══ Selected passage ══

Meta funds anti-TikTok campaign as Chinese tech firm threatens popularity
TikTok has said it is “deeply concerned” by reports that Facebook’s parent company Meta paid for a campaign to promote negative coverage of the Chinese tech platform.
As first reported by The Washington Post, Meta hired a “right of center” marketing firm Targeted Victory to lead a campaign about its biggest rival.
This included placing op-eds and letters to the editor in local papers to promote anti-TikTok sentiment, as well as swaying campaigns away from Facebook’s privacy and antitrust news following Frances Haugen’s explosive whistleblowing last autumn.
Targeted Victory were hired by Zuckerberg’s firm to undermine the reputation of TikTok, portraying it as a threat to American children, according to emails shared with The Washington Post.
Targeted Victory needs to “get the message out that while Meta is the current punching bag, TikTok is the real threat especially as a foreign owned app that is #1 in sharing data that young teens are using,” a director for the firm wrote in an email seen by the paper.

═══
══ Records ══

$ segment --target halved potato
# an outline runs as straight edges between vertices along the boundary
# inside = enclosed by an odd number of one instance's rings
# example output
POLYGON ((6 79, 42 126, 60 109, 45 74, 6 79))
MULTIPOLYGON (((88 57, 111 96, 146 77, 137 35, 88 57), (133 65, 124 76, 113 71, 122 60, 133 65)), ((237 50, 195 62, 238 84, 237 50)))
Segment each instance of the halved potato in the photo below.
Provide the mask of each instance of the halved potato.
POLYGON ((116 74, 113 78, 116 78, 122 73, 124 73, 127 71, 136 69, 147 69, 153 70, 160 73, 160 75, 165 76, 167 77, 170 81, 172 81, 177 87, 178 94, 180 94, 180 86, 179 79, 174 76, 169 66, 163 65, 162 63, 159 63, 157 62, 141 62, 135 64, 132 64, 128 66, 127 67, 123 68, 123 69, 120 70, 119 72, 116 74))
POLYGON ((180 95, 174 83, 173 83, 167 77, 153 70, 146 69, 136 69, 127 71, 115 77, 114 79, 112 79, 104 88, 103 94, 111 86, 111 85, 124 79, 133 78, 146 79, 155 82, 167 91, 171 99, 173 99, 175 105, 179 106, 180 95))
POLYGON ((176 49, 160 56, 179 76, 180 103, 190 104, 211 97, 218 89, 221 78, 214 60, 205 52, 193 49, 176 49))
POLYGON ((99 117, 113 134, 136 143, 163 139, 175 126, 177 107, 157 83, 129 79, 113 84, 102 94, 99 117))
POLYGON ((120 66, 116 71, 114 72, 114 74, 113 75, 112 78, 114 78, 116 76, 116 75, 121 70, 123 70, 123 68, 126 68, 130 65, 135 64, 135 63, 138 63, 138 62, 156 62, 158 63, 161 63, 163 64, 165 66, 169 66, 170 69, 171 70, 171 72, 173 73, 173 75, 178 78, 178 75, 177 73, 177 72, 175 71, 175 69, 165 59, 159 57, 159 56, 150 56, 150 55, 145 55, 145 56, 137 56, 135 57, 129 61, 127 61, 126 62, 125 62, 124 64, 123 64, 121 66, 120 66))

═══

Task item »
Continue the article above on Meta's anti-TikTok campaign, picking up after its final sentence.

Output of the task »
It comes as TikTok continues to chip away at Meta’s social media primacy, which was reflected in its most recent results.
In an internal report shared by Haugen, Facebook researchers found that teens were spending “2-3X more time” on TikTok than Instagram, showing how its popularity was slowly but surely dwindling.
A Meta spokesperson has reportedly defended the campaign and stated, “We believe all platforms, including TikTok, should face a level of scrutiny consistent with their growing success.”
Meanwhile, a TikTok spokesperson said the company was “deeply concerned” by the revelations.